# Mexican Nissan Offer



## manuelga (Dec 14, 2003)

*Aswering a question from 1997_GA16DE....*

B13's (Tsuru) is one of the most popular cars here at Mexico, it's produced & sold here from 1991 at up to now, Nissan guys had maded it a nice face-lift and small changes, they also made changes because Local "Inspections" here at Mexico City are really severe 'cause pollution levels are really high.

B14's WERE sold from 1996 till 2000 both versions Sentras and 200sx (Lucino), 2000 Sentra was a really nice car with the Infinity look Chromed Grill and Crystal Clear Headlights.

B15's were sold from 2001 till now in some different versions, at the beggining just with 1.8 & 2.0 lts engines, this second was discontinued, now they sell 1.8 and 2.5 versions.

For 2004 the versions are:

With 1.8 engine "GXE" & "XE",
With 2.5 engine are 2 different options: "LE" 165hp & auto trans. and the great "SE-R" 177hp 6speed manual trans.

We also have 2 different vehicles btw the B13's and B15's they are: Platina and Almera.

Momo12 had posted a treath talking about the Platina, in my opinion it's a not so great looking car but with a good quality engine, and with some features not seing in sub-compact cars like ABS.

Almera is a European maded Nissan (strange ahh) but is basically a hatchback B15, with the 1.8 engine with nice equipment (includes ABS in some versions) +/- cheap car.

_*Just to clarify the market positioning and Nissan Mexican Offer*_

B13's *Tsurus* were the cheapest Nissans in their Basic Models (it's very popular for Taxis).

*Platina* are the next level, better equipment, newer engine & modern design,

*Almera* is the next level, well equipment with a Sportier ride and modern design.

B15's *Sentra* are the better car Nissan sell here in the compact car segment,

Nissan offer continues with *Altimas, Maximas, X-terra, Pathfinder, 350Z, Pathfinder Armada, Titan, Frontier, small pick ups*(not sold there at USA), *Infiniti's I35 & Q45*

Sorry I forgot the Murano.

And to finish a couple Models from Japan: *X-TRAIL a really nice small SUV fully equipped with the 2.5 lts 180hp engine and one of the biggest sunroofs in the market * it's like Toyota RAV-4, Honda CR-V & at last the oh so ugly *Urvan* a utility (one volume) cargo truck (don't worth the value to mention it, it's terrible)

ENTRIES>

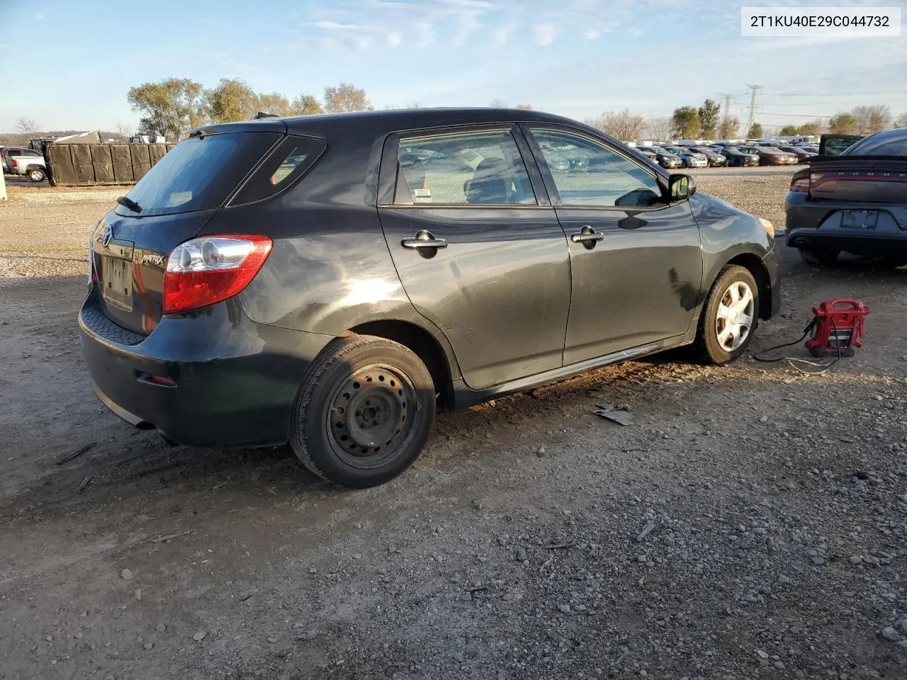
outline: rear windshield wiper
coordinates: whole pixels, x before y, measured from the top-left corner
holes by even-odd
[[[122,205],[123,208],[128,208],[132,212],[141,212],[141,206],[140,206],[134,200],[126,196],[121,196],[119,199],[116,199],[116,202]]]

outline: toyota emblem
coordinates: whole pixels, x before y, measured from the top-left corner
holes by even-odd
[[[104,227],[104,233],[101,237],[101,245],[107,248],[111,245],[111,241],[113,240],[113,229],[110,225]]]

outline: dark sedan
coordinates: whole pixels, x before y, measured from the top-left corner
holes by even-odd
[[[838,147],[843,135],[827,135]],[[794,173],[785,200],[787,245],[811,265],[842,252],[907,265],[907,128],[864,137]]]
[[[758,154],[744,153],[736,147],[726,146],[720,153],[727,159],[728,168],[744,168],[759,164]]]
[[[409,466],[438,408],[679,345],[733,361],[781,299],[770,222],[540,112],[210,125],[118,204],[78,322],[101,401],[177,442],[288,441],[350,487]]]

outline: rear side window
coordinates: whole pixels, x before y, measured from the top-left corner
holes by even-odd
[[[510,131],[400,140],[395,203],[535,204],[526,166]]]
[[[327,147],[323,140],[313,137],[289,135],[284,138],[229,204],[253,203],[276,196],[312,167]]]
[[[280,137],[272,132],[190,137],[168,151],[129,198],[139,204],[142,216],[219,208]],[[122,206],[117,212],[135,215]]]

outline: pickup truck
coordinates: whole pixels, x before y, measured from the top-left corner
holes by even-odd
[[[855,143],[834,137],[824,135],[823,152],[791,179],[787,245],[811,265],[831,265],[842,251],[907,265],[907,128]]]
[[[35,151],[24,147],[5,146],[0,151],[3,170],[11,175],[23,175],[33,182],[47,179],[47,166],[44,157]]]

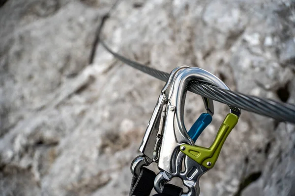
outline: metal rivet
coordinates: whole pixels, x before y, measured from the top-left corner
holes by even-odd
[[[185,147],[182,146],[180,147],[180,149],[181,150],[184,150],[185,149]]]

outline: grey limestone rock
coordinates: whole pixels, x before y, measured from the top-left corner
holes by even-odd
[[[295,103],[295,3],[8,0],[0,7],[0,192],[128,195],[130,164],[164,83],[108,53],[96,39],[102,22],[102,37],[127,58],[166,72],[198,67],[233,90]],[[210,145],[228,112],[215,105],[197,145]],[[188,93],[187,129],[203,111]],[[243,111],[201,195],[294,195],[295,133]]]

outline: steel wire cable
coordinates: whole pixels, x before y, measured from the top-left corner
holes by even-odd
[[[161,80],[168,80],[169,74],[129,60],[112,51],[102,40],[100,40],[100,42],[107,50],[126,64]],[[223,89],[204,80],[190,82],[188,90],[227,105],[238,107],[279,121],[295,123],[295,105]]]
---
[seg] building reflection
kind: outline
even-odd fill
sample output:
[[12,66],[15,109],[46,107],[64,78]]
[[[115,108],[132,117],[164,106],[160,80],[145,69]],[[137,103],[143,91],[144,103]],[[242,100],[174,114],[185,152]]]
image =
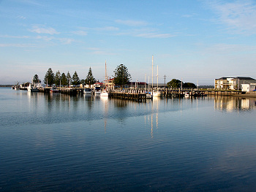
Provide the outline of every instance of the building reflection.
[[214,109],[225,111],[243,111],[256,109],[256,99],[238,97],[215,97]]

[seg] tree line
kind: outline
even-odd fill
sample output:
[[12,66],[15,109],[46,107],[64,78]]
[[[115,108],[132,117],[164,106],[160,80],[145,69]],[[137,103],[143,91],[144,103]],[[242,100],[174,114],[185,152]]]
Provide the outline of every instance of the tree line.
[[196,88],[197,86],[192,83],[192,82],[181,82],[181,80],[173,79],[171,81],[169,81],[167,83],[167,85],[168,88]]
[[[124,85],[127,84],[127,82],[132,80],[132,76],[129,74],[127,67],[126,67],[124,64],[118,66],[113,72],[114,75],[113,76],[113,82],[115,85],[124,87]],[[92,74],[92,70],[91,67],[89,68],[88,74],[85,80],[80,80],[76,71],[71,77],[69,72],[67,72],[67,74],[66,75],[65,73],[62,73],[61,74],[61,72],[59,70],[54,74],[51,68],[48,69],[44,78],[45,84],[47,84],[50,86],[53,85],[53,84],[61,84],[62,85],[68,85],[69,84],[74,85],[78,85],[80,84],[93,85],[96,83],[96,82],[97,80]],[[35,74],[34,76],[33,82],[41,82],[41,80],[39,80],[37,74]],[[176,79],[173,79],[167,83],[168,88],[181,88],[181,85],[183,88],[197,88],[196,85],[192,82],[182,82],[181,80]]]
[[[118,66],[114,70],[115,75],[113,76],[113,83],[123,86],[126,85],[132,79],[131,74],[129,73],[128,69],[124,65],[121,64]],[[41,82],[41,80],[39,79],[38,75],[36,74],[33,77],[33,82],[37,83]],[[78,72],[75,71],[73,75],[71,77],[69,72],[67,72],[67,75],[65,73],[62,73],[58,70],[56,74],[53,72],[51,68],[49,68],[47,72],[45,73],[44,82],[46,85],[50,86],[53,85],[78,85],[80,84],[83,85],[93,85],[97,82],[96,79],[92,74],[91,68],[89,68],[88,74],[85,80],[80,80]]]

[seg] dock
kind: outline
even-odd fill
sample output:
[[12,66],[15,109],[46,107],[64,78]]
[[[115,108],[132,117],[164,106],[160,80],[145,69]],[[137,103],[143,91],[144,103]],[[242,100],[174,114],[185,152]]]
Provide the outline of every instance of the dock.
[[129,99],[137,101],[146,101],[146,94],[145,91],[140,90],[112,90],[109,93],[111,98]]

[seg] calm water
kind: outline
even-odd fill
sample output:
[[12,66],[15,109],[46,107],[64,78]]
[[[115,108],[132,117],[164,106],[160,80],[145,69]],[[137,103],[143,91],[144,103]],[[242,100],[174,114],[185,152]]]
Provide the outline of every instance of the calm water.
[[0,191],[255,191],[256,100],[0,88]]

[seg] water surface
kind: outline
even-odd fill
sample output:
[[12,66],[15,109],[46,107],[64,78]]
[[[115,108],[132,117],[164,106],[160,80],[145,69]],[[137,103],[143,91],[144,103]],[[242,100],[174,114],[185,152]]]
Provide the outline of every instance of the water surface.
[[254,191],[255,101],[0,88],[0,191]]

TASK REQUIREMENTS>
**1.** From the post about Nissan's lineup in Mexico, reproduce the part starting with "We also have" and going on through "and modern design.".
**2.** According to the post about Nissan's lineup in Mexico, during which years were the B14s sold there?
**3.** Continue the forum post about Nissan's lineup in Mexico from where it stops.

SET OF ANSWERS>
**1.**
We also have 2 different vehicles btw the B13's and B15's they are: Platina and Almera.

Momo12 had posted a treath talking about the Platina, in my opinion it's a not so great looking car but with a good quality engine, and with some features not seing in sub-compact cars like ABS.

Almera is a European maded Nissan (strange ahh) but is basically a hatchback B15, with the 1.8 engine with nice equipment (includes ABS in some versions) +/- cheap car.

_*Just to clarify the market positioning and Nissan Mexican Offer*_

B13's *Tsurus* were the cheapest Nissans in their Basic Models (it's very popular for Taxis).

*Platina* are the next level, better equipment, newer engine & modern design,

*Almera* is the next level, well equipment with a Sportier ride and modern design.

**2.** From 1996 till 2000.

**3.**
Hope this clarify everything, if anybody has a question, i'll look for the answer :cheers:


----------



## Ninety-Nine SE-L (May 5, 2002)

ya, they got rid of the 2.0L B15 here as well.


----------



## andre (Apr 30, 2002)

How much does a B13 sentra cost down there now? Just curious.


----------



## Pablo14 (Jan 18, 2003)

andre said:


> How much does a B13 sentra cost down there now? Just curious.


 andre, I will tell you in a few minutes. Stay here and you will know.


----------



## Pablo14 (Jan 18, 2003)

andre, the B-13 or Tsuru Nissan model in Mexico costs 97,200 Mexican Pesos or
$8,979.21 in US Dollars for the base model and it goes up to 132,300 Mexican Pesos
or $12,221.70 in US Dollars for a model loaded with options.

I used the web site http://www.oanda.com/convert/classic, which contains a currency converter.

I am awake this late too. Adding something to the comments of manuelga, my new friend.

Thanks


----------



## Pablo14 (Jan 18, 2003)

The price for the 2004 Tsuru Nissan model appears at the Nissan Mexicana web site:
http://www.nissan.com.mx/

Thanks


----------



## manuelga (Dec 14, 2003)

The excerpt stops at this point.